## Directions
Return all of the material below, copying every line without a single change.
• • •
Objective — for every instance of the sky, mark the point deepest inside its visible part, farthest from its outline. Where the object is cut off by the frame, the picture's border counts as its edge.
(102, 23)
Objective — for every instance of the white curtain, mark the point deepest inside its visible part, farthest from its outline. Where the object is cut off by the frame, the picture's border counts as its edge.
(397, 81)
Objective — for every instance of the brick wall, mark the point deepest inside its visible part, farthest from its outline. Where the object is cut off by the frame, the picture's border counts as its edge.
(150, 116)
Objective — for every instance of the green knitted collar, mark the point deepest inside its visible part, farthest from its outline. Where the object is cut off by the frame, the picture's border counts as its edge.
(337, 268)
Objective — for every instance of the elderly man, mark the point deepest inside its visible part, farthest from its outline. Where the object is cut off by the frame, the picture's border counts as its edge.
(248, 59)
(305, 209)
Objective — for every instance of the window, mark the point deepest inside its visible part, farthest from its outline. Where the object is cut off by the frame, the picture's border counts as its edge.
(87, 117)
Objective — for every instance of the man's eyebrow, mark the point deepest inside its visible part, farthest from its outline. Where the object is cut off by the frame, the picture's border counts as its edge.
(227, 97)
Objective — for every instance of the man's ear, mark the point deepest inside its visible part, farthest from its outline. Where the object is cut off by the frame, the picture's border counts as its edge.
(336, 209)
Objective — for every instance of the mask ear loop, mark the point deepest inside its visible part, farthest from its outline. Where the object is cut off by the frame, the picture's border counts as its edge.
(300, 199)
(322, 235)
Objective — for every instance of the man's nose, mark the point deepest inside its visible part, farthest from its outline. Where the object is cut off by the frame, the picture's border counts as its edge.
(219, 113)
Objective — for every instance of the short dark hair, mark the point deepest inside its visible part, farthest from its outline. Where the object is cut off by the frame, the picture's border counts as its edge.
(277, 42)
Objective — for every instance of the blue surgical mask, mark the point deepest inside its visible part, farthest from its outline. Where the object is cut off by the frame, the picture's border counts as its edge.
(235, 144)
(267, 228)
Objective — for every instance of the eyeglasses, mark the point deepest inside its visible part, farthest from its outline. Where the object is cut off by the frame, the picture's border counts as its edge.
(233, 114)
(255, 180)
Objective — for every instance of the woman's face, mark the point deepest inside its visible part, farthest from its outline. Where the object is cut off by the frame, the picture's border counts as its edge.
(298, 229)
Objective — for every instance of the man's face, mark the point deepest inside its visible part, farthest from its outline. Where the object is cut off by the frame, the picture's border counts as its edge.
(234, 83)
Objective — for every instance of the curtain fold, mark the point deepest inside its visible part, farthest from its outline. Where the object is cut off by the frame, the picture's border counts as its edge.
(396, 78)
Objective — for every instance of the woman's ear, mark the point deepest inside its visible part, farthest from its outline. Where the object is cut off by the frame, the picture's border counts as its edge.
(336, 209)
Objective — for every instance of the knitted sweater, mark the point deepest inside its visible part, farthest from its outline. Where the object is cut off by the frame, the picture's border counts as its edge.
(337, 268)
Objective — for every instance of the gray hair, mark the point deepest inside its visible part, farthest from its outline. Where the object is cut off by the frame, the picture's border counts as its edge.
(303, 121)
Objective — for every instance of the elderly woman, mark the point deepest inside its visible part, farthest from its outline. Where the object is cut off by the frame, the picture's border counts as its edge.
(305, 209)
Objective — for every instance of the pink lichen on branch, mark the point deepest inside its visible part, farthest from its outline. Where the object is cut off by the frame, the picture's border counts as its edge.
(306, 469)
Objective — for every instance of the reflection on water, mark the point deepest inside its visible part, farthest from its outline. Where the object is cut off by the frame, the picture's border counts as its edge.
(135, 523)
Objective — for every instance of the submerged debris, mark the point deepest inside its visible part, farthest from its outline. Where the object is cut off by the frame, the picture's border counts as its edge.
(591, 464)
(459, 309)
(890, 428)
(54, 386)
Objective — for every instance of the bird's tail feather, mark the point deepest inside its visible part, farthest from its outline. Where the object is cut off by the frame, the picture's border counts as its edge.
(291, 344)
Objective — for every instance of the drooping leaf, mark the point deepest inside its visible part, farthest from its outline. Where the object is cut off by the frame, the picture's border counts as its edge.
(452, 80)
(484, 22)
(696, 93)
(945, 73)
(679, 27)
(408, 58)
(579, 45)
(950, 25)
• • •
## Full solution
Objective — for every instance of the sky, mark the point deepest inside its visible part, farthest from its outline. Where the object is cut off by the frame, the picture's border counts as its edge.
(102, 23)
Objective — for every instance of the white curtain, mark the point deepest inside its visible part, farthest from its outline. Where the object is cut off by the frame, the picture's border counts as its edge.
(397, 81)
Objective — for every instance of the brick wall, mark the point deepest inside its visible part, farthest from its outline. Where the object is cut off by the frame, the picture's border counts as its edge.
(150, 116)
Objective — for every instance of the green knitted collar, mark the point deepest inside its visible part, farthest from its outline. Where the object is cut off by the frame, the picture's border counts as its edge.
(337, 268)
Objective — for every instance of the elderly man, mark the point deepest inside its visible part, farthest from its outline. Where the object is cut off by the frame, the picture's border counts as its edge.
(248, 59)
(305, 209)
Objective — for every instance of the window, mark the point deepest inside its visible part, farthest from its outline. Where the object is cut off by the frame, the picture's border counts as its edge.
(87, 117)
Objective — for every instance of the man's eyebrow, mark the point deepest inside its visible part, farthest from its outline. Where the object is cut off by the frame, the picture's border counts as its edge.
(227, 97)
Objective — for every instance of the man's ear, mark the point deepest inside its visible part, farthest from its outline. Where the object is cut off by the frame, the picture's border counts as its edge.
(336, 209)
Objective — for every instance of the mask ear loop, mark the point deepest inside its visible part, farthest from its outline. Where the object is cut off by the frame, the picture's border counts as its edge.
(300, 199)
(322, 235)
Objective — for every instance of the man's nose, mark the point deepest inside its visible part, farthest from its outline. Where the object is cut off by the frame, the picture's border counts as its edge.
(219, 113)
Objective — for every instance of the short dark hair, mark the point deepest inside its visible part, farthest from its outline. Where the object is cut off by the frame, the picture's border counts as its edge.
(277, 42)
Objective — for every instance of the blue surgical mask, mark the point deepest inside its visible part, farthest from its outline. Where the object is cut off by the frame, the picture's border counts as its edge.
(235, 144)
(267, 228)
Objective — for every instance of the eyeglasses, mark the point deepest inside its visible part, farthest from its outline. Where the object is cut off by the frame, the picture's border counts as its edge.
(233, 114)
(255, 180)
Objective — for every instance of the woman's face, mark the point deepest inside its visible part, farthest from its outline. Where the object is cut off by the frame, the picture's border counts as its edge.
(298, 229)
Objective — for every instance of the man's face, mark the point deepest inside its visible part, farthest from its outline. Where the object is cut off by the frame, the picture's border counts as its edge.
(234, 83)
Objective — for every instance of the curtain fold, mark the point deepest inside its visible part, farthest from its outline. Where the object is cut off by the frame, the picture's border counts as its edge.
(396, 78)
Objective — for every instance of the woman's ear, mark the point deepest inside its visible part, farthest from its outline. Where the object is cut off by the frame, the picture's border counts as its edge.
(336, 209)
Objective — for every instance of the knitted sweater, mark the point deepest inside its visible part, farthest from its outline. Where the object is cut off by the frame, the picture's border counts as its edge.
(337, 268)
Objective — for every instance of the gray hair, mark the point deepest inside its visible part, farthest from its outline. Where the object is cut off by the frame, the picture's border counts as its edge.
(303, 121)
Objective — for every instance of the elderly woman, mark the point deepest inside its visible part, farthest from its outline. Where the object is cut off by the frame, the picture's border counts as its edge.
(305, 209)
Objective — for every instance of the pink lichen on branch, mark the point deepest inside its visible part, farthest from its outline. Where the object is cut off by the frame, the picture's border counts as its edge.
(306, 469)
Objective — for every instance of the reflection on water, mark the point deepest inside its visible part, farthest from its outline. Where the object is cut off by the frame, the picture's border counts as its edge.
(135, 523)
Objective — for every instance of the submerged debris, mark the point deepest inside its visible part, farthest from its outline. Where the object is cut off by the frame, the picture's border counts as its edge.
(591, 464)
(459, 309)
(890, 428)
(54, 386)
Objective — for every instance of the bird's tail feather, mark the point deepest inside its visible part, farthest from its outline. Where the object is cut off by the frame, the picture's border counts as its edge.
(291, 344)
Objective — for every instance of the drooping leaf, mark the point deepest inside its visible part, farthest from its outline. Where the object is cut off by the frame, the picture's border counts as its edge.
(452, 80)
(484, 22)
(696, 93)
(945, 73)
(679, 27)
(408, 58)
(579, 45)
(950, 25)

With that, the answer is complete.